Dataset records
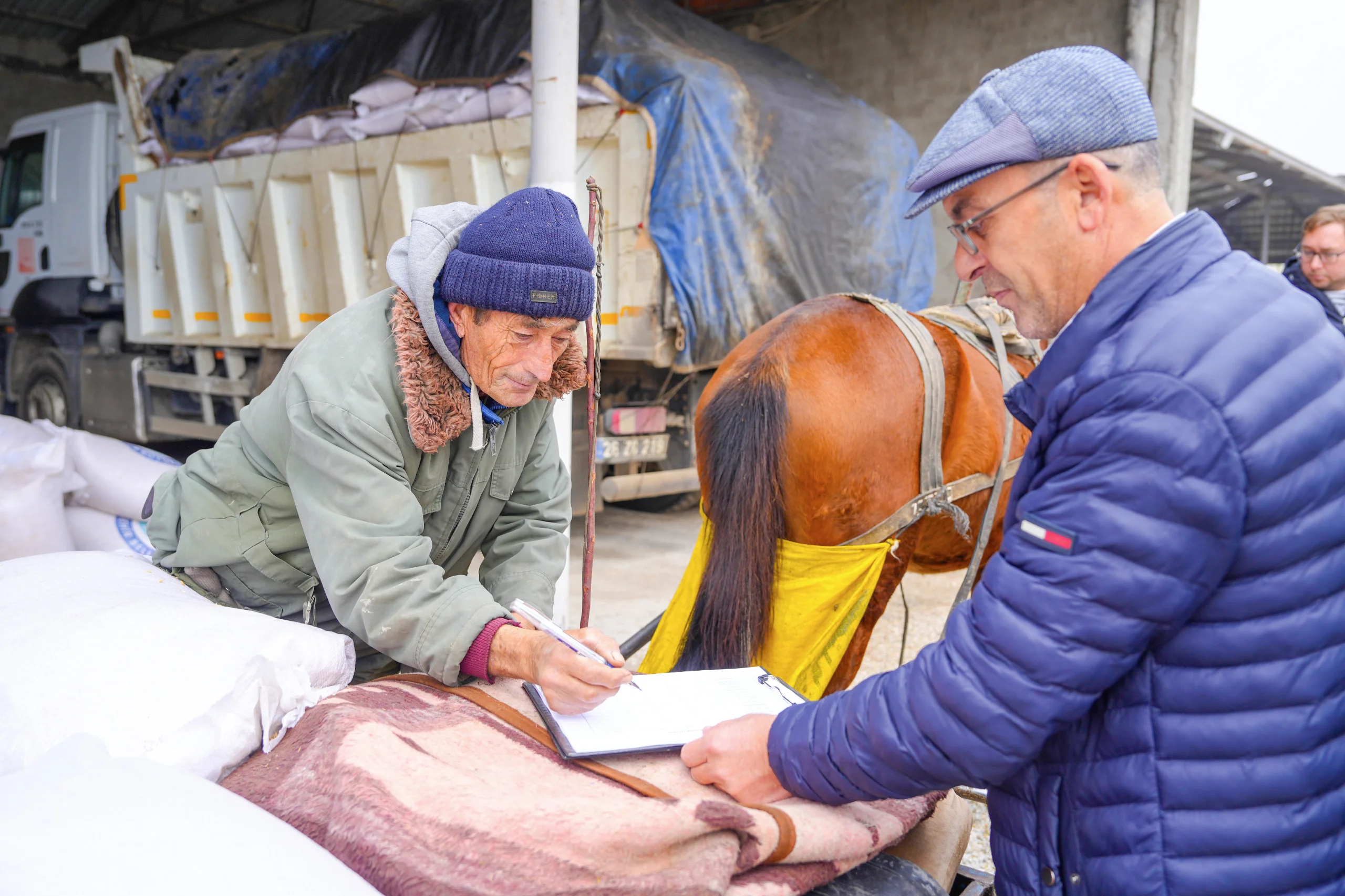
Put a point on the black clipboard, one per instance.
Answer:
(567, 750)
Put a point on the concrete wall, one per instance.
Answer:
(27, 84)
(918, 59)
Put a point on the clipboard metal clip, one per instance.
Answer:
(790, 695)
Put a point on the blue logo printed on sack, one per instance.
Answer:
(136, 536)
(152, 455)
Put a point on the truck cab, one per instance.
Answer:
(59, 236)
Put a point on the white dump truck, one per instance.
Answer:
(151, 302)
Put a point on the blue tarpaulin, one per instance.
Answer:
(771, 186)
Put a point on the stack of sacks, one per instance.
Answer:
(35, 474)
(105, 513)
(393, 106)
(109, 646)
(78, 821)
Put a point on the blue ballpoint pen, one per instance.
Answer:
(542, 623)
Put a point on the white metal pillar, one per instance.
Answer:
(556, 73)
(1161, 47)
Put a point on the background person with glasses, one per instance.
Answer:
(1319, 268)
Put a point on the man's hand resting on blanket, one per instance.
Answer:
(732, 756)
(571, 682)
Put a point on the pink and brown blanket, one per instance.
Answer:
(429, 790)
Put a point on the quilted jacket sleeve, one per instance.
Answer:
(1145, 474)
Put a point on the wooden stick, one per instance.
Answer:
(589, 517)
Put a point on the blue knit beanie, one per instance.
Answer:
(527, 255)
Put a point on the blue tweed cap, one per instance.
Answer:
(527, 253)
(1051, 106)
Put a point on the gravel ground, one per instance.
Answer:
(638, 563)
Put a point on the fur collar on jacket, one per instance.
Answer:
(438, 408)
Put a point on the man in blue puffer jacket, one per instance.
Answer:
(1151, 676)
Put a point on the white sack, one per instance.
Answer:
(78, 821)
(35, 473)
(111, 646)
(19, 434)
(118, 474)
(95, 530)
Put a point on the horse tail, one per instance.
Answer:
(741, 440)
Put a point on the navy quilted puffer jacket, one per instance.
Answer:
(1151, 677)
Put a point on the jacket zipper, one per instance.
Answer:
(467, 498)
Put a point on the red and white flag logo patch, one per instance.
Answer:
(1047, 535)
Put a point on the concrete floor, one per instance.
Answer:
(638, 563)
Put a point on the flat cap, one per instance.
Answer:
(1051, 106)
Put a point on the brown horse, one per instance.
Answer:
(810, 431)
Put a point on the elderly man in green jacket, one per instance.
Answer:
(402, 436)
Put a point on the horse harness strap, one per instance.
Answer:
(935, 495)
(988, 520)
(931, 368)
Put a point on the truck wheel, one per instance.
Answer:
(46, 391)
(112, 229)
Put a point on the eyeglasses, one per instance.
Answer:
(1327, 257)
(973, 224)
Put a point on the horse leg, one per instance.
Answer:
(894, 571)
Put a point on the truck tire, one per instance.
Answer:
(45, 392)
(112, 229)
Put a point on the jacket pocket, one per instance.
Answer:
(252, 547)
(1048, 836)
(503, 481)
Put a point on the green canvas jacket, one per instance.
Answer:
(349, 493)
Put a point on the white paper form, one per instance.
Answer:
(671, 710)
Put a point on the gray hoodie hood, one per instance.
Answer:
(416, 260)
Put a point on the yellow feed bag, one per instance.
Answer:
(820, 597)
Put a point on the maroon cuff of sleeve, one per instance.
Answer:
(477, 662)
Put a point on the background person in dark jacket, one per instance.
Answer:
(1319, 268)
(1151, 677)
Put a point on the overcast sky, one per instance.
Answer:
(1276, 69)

Task to complete:
Output nothing but the entries above, exactly, once the pictures are removed.

Solution for this task:
Put a point on the black clipboard, one per instance.
Answer:
(567, 750)
Put a point on the concrete wall, one per instance.
Answer:
(27, 84)
(918, 59)
Put a point on the clipboard metal clip, one per instance.
Answer:
(790, 695)
Put a point on the blue logo printed on sack, one per instance.
Answer:
(136, 536)
(152, 455)
Put a point on the truck cab, one per instance.
Answer:
(59, 236)
Put a point on the white dump truck, one per instance.
Answer:
(151, 302)
Put a point on the blue tarpaulin, one per instance.
Answer:
(771, 186)
Put a point on the stack of sacks, one per instance.
Answer:
(35, 474)
(105, 513)
(393, 106)
(109, 646)
(78, 821)
Put a point on the blue ballpoint pen, one per instance.
Answer:
(542, 623)
Put a point on the white metal pillar, one per instance.
Answer:
(556, 73)
(1161, 47)
Put a point on the background person with glasses, one per instance.
Answer:
(1319, 268)
Put a point on the man's hand resting on blanket, one per instance.
Answer:
(732, 756)
(571, 682)
Put a point on the pink and brown blanket, one per instance.
Answer:
(429, 790)
Put a point on the quilted jacket sleeve, one per instance.
Answer:
(1145, 474)
Put a point on the wooden stick, one per instance.
Answer:
(589, 517)
Put a point on the blue knit beanie, one per instance.
Answer:
(527, 255)
Put a point on the blue tweed cap, one per instance.
Answer:
(527, 253)
(1051, 106)
Put a point on the gravel ground, one per instance.
Answer:
(638, 563)
Put a point on the fur collar on jacket, one per instance.
Answer:
(438, 408)
Put a point on the man in blue puffer jacket, one per instance.
Answer:
(1151, 676)
Put a point on the white sack, one per instance.
Answer:
(78, 821)
(35, 473)
(111, 646)
(19, 434)
(118, 474)
(95, 530)
Put a point on the horse tail, one per instance.
Answer:
(741, 440)
Put a point on the navy quilted puffer jacket, one per instance.
Answer:
(1151, 677)
Put a point on the jacket zipper, one per instance.
Answer:
(467, 498)
Put a point on the red and white flag logo patch, one per instance.
Answer:
(1047, 535)
Put a point on the concrete floor, one per instance.
Answer:
(638, 563)
Put a point on the flat cap, one per instance.
Answer:
(1051, 106)
Put a point on the brown horse, one per instance.
Answer:
(810, 431)
Put a point on the elderly man in green jacket, one per instance.
Answer:
(402, 436)
Put a point on the horse harness strap, one per instance.
Answer:
(935, 495)
(988, 520)
(931, 368)
Put a point on the truck wheel, one per instance.
Answer:
(46, 391)
(112, 229)
Put a point on the eyeglasses, one per instance.
Answer:
(1327, 257)
(973, 224)
Put a point on the horse leg, one per instance.
Answer:
(894, 571)
Put a point on the truck tire, one per instance.
Answer:
(45, 392)
(112, 229)
Put a point on the jacket pocket, one per instance.
Answer:
(252, 547)
(1048, 836)
(503, 481)
Put a point on the green canvas jacket, one per instance.
Answer:
(349, 493)
Put a point on the white paper form, one per instance.
Answer:
(671, 710)
Put a point on the gray hoodie hood, one per instance.
Answer:
(416, 260)
Put a point on the yellow feed bag, one per instance.
Answer:
(820, 597)
Put a point on the maroon cuff of sleeve, one per instance.
Answer:
(477, 662)
Put a point on the background person in dark jacket, one per instance.
Answer:
(1319, 268)
(1151, 677)
Put a point on the overcast sky, one per instance.
Answer:
(1276, 69)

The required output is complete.